## What is being asked
The records follow. Copy them exactly, but omit the pictures.

-*-*-

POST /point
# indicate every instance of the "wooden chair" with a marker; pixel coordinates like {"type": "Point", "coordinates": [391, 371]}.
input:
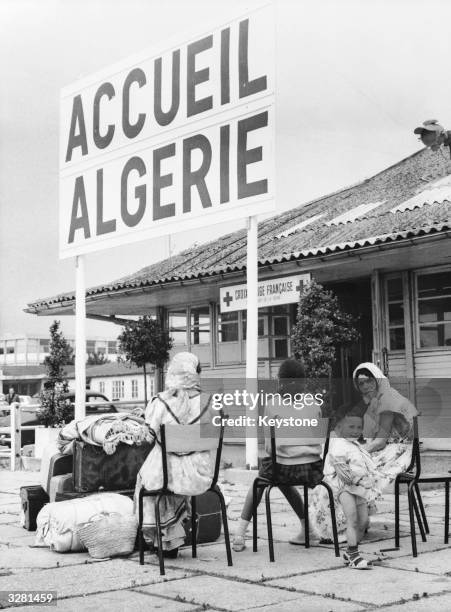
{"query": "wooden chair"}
{"type": "Point", "coordinates": [185, 439]}
{"type": "Point", "coordinates": [315, 437]}
{"type": "Point", "coordinates": [413, 477]}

-*-*-

## Exercise response
POST /point
# indicate every instance of the "wooden chair" with a marker; pixel coordinates like {"type": "Point", "coordinates": [391, 371]}.
input:
{"query": "wooden chair"}
{"type": "Point", "coordinates": [185, 439]}
{"type": "Point", "coordinates": [315, 437]}
{"type": "Point", "coordinates": [413, 477]}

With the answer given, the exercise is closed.